-- THE TASK --
A faithful transcription of all the data is required.
Segment Start: DATA SUPPLIED
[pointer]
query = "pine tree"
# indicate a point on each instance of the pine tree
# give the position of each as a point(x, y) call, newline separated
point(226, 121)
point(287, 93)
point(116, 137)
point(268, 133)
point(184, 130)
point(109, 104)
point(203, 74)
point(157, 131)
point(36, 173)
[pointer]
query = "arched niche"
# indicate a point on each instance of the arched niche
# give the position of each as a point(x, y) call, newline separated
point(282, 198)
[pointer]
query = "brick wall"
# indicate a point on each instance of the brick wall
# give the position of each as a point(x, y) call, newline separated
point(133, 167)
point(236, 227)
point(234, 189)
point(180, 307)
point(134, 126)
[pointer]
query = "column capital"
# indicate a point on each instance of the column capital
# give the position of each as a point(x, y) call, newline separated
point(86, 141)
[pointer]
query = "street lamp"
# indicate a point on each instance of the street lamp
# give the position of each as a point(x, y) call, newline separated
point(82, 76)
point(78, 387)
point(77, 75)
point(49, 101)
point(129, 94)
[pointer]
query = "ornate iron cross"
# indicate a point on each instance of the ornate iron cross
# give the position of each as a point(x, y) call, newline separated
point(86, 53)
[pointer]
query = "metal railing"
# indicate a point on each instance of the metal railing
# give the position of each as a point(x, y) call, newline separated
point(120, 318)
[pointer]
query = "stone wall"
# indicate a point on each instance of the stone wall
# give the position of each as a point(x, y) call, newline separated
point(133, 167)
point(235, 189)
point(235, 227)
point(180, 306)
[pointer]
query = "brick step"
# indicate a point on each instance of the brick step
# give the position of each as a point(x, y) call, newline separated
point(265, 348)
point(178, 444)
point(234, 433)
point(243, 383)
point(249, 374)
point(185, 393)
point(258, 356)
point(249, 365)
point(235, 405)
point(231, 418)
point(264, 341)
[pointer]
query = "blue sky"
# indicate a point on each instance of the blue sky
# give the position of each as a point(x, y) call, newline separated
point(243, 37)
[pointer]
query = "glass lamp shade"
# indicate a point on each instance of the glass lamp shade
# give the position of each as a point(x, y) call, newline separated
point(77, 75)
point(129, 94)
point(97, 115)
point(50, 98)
Segment End: DATA SUPPLIED
-- ANSWER SPACE --
[pointer]
query = "pine tree"
# indicate a point on each instance of the pine tree
# give the position of each as a point(x, y) call, newline separated
point(226, 121)
point(287, 93)
point(116, 137)
point(268, 133)
point(184, 130)
point(109, 104)
point(203, 74)
point(157, 131)
point(36, 173)
[pointer]
query = "arched niche"
# indicate a point on each instance of the arched niche
# give the position of each as a point(x, y) call, newline separated
point(282, 198)
[pointer]
query = "brick wall"
# indicate a point on each instance of the brick wall
# give the position of each as a point(x, y) call, newline separated
point(133, 167)
point(236, 227)
point(234, 189)
point(180, 307)
point(134, 126)
[pointer]
query = "column capital"
# indicate a point on each instance of the column capital
# give the position of each as a point(x, y) call, newline separated
point(86, 141)
[pointer]
query = "street lamp"
# indicate a point on each instance of the street lamp
# give the position of each as a point(x, y) call, newline separated
point(82, 76)
point(78, 387)
point(77, 75)
point(49, 101)
point(129, 94)
[pointer]
query = "ornate iron cross"
# indicate a point on each instance of the ornate iron cross
# give the position of each as a point(x, y) call, newline separated
point(86, 53)
[pointer]
query = "metal railing"
# indicate a point on each instance of the metal railing
# give the position of each as a point(x, y) call, newline separated
point(120, 318)
[pointer]
query = "stone wall"
# indicate a point on each instance of the stone wall
# give the position of each as a point(x, y) call, newline separated
point(133, 167)
point(235, 189)
point(235, 227)
point(180, 306)
[pointer]
query = "brick step"
# indicate a point on each instance of the brick step
# give the position of each as a point(x, y) call, newline separated
point(265, 348)
point(178, 444)
point(234, 433)
point(243, 383)
point(249, 374)
point(185, 393)
point(258, 356)
point(249, 365)
point(235, 405)
point(231, 418)
point(264, 341)
[pointer]
query = "blue sky"
# indicate a point on each instance of the blue sky
# give the position of each as a point(x, y) call, newline separated
point(243, 37)
[pointer]
query = "glass lamp shade"
# indicate a point on each instance of the glass lamp shade
# give the position of each as a point(x, y) call, newline separated
point(77, 75)
point(129, 94)
point(97, 115)
point(50, 98)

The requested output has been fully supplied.